**TASK DETAILS**
Copy the records below, swapping each "set a point" for "place a dot" and leaving every other word as it stands.
^^^^
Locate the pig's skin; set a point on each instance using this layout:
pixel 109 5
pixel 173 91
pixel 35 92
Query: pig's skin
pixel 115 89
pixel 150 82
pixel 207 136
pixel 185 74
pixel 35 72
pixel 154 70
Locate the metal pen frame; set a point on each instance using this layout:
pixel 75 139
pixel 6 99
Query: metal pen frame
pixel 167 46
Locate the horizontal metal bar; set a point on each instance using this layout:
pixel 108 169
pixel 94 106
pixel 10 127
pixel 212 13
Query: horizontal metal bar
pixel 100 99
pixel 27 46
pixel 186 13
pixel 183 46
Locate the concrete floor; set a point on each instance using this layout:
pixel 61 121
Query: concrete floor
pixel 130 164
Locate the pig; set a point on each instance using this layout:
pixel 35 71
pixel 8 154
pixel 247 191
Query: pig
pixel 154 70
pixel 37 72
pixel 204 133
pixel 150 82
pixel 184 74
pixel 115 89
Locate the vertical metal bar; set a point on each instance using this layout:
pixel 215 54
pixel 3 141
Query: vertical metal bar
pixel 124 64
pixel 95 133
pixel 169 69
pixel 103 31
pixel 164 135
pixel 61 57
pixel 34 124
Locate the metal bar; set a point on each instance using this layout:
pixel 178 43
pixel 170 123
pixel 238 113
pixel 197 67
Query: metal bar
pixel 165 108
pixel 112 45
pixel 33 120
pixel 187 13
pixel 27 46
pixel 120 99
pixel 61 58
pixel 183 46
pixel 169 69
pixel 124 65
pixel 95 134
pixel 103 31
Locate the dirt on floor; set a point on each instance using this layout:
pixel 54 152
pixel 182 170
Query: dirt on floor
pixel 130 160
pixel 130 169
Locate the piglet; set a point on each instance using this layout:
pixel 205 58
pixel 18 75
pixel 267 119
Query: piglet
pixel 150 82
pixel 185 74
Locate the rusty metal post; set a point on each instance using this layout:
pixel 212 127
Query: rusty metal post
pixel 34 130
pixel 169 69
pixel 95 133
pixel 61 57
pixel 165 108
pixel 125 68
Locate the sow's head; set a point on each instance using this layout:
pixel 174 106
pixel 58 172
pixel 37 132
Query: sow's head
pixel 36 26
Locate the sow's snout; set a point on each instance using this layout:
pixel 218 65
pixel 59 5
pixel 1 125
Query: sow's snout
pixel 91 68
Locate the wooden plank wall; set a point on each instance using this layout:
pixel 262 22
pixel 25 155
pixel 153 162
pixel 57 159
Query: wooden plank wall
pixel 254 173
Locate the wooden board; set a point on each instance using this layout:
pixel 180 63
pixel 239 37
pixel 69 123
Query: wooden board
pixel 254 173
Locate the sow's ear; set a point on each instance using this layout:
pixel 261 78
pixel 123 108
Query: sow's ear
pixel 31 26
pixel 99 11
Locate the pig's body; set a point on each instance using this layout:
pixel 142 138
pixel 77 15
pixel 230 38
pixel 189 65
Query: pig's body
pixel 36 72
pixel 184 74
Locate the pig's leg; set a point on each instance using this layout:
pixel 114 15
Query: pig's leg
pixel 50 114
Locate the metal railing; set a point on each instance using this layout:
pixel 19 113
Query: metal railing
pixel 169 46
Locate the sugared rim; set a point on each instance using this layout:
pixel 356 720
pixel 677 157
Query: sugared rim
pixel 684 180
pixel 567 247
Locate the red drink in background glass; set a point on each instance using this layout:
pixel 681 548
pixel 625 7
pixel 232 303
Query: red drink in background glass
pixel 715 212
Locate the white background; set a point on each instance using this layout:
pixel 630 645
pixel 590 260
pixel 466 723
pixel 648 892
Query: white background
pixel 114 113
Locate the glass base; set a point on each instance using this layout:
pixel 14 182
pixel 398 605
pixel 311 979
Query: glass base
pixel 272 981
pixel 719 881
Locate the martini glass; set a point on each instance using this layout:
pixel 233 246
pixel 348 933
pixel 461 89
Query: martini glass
^^^^
**EXERCISE RESPONSE**
Locate the pig's skin; place a dot on each instance using this layout:
pixel 109 5
pixel 173 91
pixel 35 92
Query: pig's skin
pixel 115 89
pixel 150 82
pixel 207 136
pixel 185 74
pixel 35 72
pixel 154 70
Locate the metal pen frame; place a dot on each instance using this layout:
pixel 75 139
pixel 6 99
Query: metal pen frame
pixel 167 46
Locate the horizontal metal bar; place a dot on each instance using this layout:
pixel 108 169
pixel 94 106
pixel 10 127
pixel 212 13
Query: horizontal metal bar
pixel 100 99
pixel 27 46
pixel 186 13
pixel 183 46
Locate the concrete floor; place a dot on each instance using this layout:
pixel 61 121
Query: concrete floor
pixel 130 164
Locate the pig; place a dot on each instance using this layout:
pixel 35 71
pixel 8 154
pixel 247 191
Query: pig
pixel 154 70
pixel 37 72
pixel 204 133
pixel 150 82
pixel 184 74
pixel 115 89
Locate the vertical metal bar; place a dot on each instance using this layout:
pixel 215 54
pixel 3 141
Query: vertical metal bar
pixel 124 64
pixel 95 133
pixel 169 69
pixel 103 31
pixel 164 135
pixel 61 57
pixel 34 124
Locate the metal bar; place a dot on each instance using this layout:
pixel 178 43
pixel 170 123
pixel 238 113
pixel 197 67
Query: metal bar
pixel 165 108
pixel 112 45
pixel 33 120
pixel 187 13
pixel 27 46
pixel 120 99
pixel 61 58
pixel 183 46
pixel 169 69
pixel 124 65
pixel 95 134
pixel 103 31
Locate the dirt on floor; place a dot on each instance using this layout:
pixel 54 152
pixel 182 170
Query: dirt on floor
pixel 130 160
pixel 130 169
Locate the piglet; place a dot on each instance using this layout:
pixel 205 58
pixel 18 75
pixel 267 119
Query: piglet
pixel 150 82
pixel 185 74
Locate the rusty metal post; place a dot on each instance using this layout:
pixel 212 127
Query: rusty metal post
pixel 34 130
pixel 169 69
pixel 95 133
pixel 61 57
pixel 165 108
pixel 125 68
Locate the sow's head; place a dot on each instance using this layout:
pixel 174 106
pixel 58 172
pixel 37 132
Query: sow's head
pixel 36 26
Locate the sow's snout; place a dot on each instance using this layout:
pixel 218 65
pixel 59 5
pixel 1 125
Query: sow's snout
pixel 91 68
Locate the wooden plank wall; place a dot on each instance using this layout:
pixel 262 22
pixel 25 155
pixel 153 162
pixel 57 159
Query: wooden plank wall
pixel 254 173
Locate the wooden board; place a dot on each instance using this layout:
pixel 180 63
pixel 239 37
pixel 69 123
Query: wooden board
pixel 254 173
Locate the sow's ear; place a dot on each instance using this layout:
pixel 261 78
pixel 123 108
Query: sow's ear
pixel 31 26
pixel 99 11
Locate the pig's body; place a dot on each instance using this layout:
pixel 142 138
pixel 77 15
pixel 230 38
pixel 189 65
Query: pig's body
pixel 36 72
pixel 184 74
Locate the pig's leg; place a dot on each instance using this layout:
pixel 114 15
Query: pig's leg
pixel 50 114
Locate the metal railing; place a dot on each instance using this layout:
pixel 19 113
Query: metal railing
pixel 169 46
Locate the sugared rim; place a dot on each instance using this layout:
pixel 356 720
pixel 677 157
Query: sugared rim
pixel 684 180
pixel 567 247
Locate the red drink in background glass; place a dot on each instance using this layout:
pixel 681 548
pixel 625 7
pixel 232 303
Query: red drink in background glass
pixel 715 212
Locate the white background; place a dot on each instance using this layout:
pixel 630 645
pixel 590 260
pixel 466 723
pixel 648 892
Query: white background
pixel 114 113
Locate the glass base; place a dot on each instance using this layout:
pixel 14 182
pixel 398 605
pixel 311 979
Query: glass base
pixel 272 981
pixel 719 881
Locate the martini glass; place a dot on each instance using this layout:
pixel 233 246
pixel 348 933
pixel 461 89
Query: martini glass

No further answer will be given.